§ WHAT IS EXPECTED
Find the line that contains "Pin every instance of the paved" and print it and every line after it, exactly, please.

◇ ◇ ◇ ◇

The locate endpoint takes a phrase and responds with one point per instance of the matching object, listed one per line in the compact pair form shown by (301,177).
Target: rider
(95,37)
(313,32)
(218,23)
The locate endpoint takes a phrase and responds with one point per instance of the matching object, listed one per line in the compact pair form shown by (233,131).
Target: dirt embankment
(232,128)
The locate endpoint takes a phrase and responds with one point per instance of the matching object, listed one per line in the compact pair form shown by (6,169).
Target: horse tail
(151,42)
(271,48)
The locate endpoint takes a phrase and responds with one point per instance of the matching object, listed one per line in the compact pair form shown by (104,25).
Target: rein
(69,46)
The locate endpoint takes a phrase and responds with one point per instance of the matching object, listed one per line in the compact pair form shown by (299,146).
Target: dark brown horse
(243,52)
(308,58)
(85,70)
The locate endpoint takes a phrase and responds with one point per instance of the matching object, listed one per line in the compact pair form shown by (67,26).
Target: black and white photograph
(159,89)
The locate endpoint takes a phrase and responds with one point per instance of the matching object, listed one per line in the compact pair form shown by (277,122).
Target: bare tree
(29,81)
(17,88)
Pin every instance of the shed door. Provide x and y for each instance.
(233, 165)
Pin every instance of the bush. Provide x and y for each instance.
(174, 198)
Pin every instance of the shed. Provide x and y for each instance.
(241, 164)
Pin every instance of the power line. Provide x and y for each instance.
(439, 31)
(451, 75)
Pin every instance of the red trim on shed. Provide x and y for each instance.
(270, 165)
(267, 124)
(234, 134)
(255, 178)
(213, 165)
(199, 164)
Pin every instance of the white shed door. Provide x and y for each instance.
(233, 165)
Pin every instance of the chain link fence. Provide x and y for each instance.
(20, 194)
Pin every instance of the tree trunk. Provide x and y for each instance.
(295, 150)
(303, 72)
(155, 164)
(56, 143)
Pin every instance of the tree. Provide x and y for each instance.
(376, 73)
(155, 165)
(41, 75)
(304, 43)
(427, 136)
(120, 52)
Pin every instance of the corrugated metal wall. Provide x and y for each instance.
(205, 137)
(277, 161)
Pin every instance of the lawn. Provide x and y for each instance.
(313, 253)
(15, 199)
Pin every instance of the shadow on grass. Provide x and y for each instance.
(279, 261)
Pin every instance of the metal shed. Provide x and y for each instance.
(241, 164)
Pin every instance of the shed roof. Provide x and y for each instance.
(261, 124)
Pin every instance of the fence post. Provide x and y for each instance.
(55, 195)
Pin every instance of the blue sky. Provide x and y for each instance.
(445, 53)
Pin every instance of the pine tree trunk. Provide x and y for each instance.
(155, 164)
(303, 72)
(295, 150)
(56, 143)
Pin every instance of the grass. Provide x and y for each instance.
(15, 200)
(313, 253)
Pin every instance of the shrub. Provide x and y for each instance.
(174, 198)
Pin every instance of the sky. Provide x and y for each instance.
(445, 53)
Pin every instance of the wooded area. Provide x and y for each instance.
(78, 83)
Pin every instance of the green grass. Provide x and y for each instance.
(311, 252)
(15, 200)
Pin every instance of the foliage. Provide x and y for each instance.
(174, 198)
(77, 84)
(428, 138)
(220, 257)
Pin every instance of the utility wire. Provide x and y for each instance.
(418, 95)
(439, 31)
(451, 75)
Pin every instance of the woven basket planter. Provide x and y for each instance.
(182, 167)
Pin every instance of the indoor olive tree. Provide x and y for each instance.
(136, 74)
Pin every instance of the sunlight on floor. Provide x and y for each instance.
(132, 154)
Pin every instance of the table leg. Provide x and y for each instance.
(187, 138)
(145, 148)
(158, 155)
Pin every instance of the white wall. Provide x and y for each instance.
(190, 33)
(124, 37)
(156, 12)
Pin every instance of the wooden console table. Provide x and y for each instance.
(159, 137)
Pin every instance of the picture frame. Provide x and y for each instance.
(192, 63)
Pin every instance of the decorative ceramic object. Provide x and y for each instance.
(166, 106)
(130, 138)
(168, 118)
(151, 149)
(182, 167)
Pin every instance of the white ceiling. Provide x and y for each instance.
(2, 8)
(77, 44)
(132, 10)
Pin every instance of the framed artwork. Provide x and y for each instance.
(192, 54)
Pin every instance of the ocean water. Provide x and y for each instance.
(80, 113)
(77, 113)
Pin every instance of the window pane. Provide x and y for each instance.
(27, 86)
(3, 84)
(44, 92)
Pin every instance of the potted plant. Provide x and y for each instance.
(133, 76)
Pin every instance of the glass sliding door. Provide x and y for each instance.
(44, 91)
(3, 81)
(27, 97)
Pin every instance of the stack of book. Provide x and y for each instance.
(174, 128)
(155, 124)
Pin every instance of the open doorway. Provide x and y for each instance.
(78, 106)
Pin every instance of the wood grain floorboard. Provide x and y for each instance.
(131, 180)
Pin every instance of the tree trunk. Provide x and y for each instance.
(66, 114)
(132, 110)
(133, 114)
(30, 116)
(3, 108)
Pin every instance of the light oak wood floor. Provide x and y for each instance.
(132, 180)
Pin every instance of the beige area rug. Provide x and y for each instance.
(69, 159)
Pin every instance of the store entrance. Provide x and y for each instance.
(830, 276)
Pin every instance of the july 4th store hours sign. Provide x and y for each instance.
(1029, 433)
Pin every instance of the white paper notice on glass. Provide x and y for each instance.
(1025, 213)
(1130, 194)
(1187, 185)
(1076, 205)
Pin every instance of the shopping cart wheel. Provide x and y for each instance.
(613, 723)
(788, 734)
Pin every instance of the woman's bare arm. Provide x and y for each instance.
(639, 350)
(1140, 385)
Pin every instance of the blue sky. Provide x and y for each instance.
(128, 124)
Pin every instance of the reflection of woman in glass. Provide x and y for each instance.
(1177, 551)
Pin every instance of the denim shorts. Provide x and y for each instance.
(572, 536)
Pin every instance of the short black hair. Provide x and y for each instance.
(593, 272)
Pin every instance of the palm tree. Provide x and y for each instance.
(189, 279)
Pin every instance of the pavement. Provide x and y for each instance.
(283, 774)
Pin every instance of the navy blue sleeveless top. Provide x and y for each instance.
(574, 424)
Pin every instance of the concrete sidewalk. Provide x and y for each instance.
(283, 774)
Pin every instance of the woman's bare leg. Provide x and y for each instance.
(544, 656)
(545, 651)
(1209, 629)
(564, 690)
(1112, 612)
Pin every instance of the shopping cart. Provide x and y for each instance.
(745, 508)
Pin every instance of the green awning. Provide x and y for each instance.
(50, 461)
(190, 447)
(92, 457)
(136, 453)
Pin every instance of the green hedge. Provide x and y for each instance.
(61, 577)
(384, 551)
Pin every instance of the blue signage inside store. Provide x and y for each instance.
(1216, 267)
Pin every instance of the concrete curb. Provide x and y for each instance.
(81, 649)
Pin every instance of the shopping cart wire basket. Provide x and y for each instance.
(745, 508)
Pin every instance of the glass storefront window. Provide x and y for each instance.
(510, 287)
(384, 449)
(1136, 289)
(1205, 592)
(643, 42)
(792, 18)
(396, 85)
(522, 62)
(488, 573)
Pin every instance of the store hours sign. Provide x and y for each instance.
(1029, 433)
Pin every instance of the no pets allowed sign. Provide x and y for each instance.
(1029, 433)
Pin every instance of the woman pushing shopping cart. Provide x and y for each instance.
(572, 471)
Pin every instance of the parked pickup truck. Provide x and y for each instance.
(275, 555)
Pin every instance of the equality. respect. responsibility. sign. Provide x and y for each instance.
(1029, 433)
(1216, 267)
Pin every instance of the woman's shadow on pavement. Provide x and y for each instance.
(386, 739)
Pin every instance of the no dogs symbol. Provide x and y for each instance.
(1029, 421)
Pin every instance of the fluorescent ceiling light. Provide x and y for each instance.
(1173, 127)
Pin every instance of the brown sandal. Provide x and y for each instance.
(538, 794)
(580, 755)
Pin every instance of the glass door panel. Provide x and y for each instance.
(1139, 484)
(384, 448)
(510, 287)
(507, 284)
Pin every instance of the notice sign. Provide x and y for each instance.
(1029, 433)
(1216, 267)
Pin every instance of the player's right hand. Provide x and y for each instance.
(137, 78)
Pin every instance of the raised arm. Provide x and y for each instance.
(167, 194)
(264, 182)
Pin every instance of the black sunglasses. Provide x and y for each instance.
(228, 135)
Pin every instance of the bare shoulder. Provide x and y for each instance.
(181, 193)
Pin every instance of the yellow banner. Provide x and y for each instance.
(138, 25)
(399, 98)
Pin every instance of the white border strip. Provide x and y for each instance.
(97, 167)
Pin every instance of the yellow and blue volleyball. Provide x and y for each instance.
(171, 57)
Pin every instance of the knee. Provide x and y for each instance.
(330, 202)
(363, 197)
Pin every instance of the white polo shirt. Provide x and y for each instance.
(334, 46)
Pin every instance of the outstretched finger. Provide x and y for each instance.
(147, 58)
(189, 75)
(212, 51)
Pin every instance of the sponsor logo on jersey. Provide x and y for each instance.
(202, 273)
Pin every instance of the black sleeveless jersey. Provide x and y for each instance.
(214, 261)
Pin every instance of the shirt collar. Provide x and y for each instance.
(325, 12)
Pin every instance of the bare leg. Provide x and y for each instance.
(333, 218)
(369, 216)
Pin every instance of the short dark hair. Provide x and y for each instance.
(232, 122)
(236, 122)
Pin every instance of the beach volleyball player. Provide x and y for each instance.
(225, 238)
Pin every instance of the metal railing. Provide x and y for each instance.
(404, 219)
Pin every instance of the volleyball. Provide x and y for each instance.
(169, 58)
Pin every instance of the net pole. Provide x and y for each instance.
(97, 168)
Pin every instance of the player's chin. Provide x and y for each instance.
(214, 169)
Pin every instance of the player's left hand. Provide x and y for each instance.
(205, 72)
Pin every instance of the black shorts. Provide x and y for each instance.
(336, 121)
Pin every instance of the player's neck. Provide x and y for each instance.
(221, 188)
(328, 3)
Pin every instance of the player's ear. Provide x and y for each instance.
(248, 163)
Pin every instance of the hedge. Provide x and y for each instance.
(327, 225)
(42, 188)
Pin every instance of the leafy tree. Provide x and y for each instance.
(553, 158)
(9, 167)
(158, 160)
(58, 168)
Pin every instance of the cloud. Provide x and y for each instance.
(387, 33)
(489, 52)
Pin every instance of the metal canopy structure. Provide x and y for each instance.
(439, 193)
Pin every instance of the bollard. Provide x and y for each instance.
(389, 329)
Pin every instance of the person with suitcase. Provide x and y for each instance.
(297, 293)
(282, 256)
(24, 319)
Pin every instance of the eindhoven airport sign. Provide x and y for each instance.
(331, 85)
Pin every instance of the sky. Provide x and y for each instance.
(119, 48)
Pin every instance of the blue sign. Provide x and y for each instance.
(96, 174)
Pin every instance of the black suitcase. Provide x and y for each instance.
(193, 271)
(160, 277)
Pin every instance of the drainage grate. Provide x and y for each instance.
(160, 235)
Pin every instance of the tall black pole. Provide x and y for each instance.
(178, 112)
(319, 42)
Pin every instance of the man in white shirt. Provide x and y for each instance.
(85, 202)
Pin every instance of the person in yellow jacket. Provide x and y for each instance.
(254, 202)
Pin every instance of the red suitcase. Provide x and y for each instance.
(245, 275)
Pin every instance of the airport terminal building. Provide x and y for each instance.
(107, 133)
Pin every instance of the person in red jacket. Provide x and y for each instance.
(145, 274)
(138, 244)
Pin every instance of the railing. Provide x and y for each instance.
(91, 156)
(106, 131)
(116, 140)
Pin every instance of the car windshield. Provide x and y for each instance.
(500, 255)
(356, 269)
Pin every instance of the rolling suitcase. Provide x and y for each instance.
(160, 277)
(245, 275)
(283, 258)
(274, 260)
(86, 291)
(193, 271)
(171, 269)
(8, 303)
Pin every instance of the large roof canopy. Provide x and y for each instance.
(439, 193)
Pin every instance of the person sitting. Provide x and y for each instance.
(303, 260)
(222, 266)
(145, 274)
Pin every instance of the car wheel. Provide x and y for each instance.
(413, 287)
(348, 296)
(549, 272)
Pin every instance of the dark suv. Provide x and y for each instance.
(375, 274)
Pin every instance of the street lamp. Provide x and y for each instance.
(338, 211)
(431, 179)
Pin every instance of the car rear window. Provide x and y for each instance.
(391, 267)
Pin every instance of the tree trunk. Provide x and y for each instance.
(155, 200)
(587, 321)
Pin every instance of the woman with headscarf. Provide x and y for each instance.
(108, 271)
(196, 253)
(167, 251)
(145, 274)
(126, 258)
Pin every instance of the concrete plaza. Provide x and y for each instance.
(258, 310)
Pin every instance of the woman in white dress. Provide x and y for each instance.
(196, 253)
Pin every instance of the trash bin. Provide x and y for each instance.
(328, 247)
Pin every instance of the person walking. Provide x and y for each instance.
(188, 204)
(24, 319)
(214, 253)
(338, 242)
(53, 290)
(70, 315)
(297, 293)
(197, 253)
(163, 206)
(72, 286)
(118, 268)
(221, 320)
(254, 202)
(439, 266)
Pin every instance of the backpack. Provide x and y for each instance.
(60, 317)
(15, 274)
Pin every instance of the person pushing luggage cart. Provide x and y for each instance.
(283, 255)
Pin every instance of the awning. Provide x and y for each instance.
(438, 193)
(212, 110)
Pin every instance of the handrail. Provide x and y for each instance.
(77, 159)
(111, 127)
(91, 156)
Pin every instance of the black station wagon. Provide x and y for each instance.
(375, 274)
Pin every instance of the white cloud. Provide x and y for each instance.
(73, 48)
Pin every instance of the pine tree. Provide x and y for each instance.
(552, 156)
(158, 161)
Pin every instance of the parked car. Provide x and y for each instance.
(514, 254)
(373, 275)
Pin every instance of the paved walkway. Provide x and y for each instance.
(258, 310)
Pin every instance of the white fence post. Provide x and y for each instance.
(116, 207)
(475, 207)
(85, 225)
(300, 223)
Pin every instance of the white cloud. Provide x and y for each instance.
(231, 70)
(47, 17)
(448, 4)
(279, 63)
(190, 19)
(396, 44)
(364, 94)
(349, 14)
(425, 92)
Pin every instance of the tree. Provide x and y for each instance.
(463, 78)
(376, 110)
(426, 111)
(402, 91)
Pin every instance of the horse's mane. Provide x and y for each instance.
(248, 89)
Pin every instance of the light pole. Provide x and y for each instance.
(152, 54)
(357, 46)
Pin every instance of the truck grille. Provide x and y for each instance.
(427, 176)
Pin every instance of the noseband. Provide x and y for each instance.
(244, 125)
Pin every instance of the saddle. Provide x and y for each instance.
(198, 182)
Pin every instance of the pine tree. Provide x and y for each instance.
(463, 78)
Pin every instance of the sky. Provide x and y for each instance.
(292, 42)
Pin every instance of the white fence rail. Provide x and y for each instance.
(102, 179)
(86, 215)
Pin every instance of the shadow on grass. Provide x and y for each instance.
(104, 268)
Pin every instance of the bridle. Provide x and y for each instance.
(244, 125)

◇ ◇ ◇ ◇

§ RESULT FOR THIS TASK
Pin every instance of the paved walkway. Provide x and y for each instance.
(258, 310)
Pin every instance of the white fence post. Provide x and y for each instance.
(116, 207)
(475, 207)
(85, 225)
(300, 223)
Pin every instance of the white cloud. Provide x and y for each instance.
(231, 70)
(47, 17)
(448, 4)
(279, 63)
(190, 19)
(396, 44)
(364, 94)
(349, 14)
(425, 92)
Pin every instance of the tree. Provide x and y for each instance.
(463, 78)
(376, 110)
(426, 111)
(402, 91)
Pin every instance of the horse's mane. Provide x and y for each instance.
(248, 89)
Pin every instance of the light pole. Provide x and y for each instance.
(152, 54)
(357, 46)
Pin every instance of the truck grille. Provide x and y for each instance.
(427, 176)
Pin every instance of the noseband. Provide x and y for each instance.
(244, 125)
Pin every instance of the saddle. Provide x and y for each instance.
(198, 182)
Pin every instance of the pine tree. Provide x and y for each instance.
(463, 78)
Pin every instance of the sky. Provide x and y for each instance.
(292, 42)
Pin every instance of the white fence rail. Provide x and y for each instance.
(102, 179)
(86, 215)
Pin every instance of the shadow on grass. Provide x and y for each instance.
(104, 268)
Pin every instance of the bridle. Provide x and y for each instance.
(244, 125)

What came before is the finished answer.